Exercise objective =>
Collect each line of the records containing the string "railing".

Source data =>
╔══

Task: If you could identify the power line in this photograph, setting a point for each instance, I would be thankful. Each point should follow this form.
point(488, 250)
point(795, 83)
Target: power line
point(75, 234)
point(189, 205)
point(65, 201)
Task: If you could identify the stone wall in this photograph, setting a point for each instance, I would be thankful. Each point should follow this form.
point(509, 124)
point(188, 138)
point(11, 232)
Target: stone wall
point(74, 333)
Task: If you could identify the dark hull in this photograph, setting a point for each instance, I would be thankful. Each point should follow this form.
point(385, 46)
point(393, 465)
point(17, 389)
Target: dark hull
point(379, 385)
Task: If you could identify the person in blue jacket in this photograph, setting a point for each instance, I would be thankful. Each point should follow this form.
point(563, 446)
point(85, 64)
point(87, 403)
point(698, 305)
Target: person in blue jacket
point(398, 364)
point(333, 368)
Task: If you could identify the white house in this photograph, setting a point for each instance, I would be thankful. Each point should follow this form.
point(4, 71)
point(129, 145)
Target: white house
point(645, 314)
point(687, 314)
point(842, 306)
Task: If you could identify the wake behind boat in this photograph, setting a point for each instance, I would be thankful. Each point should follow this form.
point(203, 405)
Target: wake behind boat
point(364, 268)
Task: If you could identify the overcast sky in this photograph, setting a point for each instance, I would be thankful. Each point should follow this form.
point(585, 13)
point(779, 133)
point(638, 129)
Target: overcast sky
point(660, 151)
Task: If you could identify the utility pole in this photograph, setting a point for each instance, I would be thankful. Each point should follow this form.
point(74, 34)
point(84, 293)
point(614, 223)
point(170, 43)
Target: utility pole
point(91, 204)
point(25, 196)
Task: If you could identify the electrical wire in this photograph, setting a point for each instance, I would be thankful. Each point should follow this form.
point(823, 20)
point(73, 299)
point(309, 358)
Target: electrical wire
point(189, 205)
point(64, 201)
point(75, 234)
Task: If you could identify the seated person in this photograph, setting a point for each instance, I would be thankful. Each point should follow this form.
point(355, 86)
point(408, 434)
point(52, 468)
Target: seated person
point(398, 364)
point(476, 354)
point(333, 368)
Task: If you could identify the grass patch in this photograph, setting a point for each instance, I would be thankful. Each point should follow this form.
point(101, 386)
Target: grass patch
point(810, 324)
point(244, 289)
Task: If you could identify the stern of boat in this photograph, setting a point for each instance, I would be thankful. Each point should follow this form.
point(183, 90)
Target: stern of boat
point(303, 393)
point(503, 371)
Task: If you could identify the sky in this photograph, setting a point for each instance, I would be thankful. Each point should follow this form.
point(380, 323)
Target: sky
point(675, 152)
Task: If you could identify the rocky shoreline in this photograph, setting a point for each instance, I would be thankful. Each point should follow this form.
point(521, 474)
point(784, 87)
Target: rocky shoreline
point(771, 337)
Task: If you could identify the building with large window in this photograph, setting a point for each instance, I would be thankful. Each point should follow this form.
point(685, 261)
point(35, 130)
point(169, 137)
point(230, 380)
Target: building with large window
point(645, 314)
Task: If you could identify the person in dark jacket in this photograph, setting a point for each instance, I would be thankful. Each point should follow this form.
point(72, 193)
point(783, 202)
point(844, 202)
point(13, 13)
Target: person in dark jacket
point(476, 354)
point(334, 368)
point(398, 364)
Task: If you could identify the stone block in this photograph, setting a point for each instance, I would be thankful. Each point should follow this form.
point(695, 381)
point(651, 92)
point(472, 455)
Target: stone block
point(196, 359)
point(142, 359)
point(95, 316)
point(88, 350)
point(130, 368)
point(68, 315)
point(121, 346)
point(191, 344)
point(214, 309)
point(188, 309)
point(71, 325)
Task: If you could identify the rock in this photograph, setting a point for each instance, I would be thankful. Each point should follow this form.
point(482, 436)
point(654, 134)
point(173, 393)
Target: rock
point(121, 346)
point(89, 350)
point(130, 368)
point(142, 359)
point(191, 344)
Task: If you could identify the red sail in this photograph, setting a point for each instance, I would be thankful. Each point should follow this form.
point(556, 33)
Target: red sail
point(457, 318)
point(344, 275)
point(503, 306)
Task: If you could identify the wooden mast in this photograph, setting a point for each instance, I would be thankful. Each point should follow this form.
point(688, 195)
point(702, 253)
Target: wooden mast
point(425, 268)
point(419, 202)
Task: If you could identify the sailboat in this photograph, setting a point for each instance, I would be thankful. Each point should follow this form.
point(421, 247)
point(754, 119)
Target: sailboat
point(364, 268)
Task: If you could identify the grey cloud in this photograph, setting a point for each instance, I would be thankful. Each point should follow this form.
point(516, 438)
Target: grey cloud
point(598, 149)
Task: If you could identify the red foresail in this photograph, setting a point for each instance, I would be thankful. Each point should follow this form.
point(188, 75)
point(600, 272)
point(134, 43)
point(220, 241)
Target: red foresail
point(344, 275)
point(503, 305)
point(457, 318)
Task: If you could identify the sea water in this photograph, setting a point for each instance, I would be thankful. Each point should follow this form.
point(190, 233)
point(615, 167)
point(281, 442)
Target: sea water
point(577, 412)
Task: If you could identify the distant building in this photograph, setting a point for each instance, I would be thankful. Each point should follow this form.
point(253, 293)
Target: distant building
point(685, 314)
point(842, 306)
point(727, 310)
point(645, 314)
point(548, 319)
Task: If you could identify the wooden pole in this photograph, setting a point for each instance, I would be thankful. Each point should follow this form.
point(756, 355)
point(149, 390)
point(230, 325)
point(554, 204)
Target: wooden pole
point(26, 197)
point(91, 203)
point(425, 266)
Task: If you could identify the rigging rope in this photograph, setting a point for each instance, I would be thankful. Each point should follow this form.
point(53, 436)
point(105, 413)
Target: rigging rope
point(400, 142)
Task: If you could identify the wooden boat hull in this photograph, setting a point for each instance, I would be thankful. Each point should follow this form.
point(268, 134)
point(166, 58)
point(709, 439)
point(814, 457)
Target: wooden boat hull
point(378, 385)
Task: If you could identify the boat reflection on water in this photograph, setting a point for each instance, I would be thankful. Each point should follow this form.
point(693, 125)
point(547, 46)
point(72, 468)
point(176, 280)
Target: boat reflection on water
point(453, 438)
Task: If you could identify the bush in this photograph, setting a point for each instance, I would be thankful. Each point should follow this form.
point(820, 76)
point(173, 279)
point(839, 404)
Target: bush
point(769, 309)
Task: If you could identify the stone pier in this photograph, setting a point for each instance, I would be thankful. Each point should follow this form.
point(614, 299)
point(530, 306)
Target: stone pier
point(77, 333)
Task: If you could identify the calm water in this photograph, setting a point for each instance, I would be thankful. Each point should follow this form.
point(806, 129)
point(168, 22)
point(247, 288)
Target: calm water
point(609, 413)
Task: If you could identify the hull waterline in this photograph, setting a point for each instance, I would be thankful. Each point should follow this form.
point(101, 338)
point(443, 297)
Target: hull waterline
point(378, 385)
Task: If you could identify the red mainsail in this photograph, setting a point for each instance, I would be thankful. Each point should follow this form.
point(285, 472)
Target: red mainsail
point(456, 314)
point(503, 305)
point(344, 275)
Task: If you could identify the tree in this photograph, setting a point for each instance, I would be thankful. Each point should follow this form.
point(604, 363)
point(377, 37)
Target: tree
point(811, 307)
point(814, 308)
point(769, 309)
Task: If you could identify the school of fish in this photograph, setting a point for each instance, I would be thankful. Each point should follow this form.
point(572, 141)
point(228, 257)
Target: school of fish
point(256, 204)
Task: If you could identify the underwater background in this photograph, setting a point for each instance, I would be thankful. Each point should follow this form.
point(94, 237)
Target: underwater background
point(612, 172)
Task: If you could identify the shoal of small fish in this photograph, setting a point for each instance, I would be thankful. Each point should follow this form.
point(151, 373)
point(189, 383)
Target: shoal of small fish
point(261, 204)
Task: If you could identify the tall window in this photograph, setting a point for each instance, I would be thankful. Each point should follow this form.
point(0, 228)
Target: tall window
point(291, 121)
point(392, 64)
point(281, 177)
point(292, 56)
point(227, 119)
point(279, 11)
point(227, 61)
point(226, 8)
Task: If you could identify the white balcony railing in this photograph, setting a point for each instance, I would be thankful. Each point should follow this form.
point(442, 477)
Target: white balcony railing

╚══

Result of the task =>
Task: If you could identify the white balcony railing in this photograph, setting a point for each instance, I would be thankful. Each point should follow this form.
Target: white balcony railing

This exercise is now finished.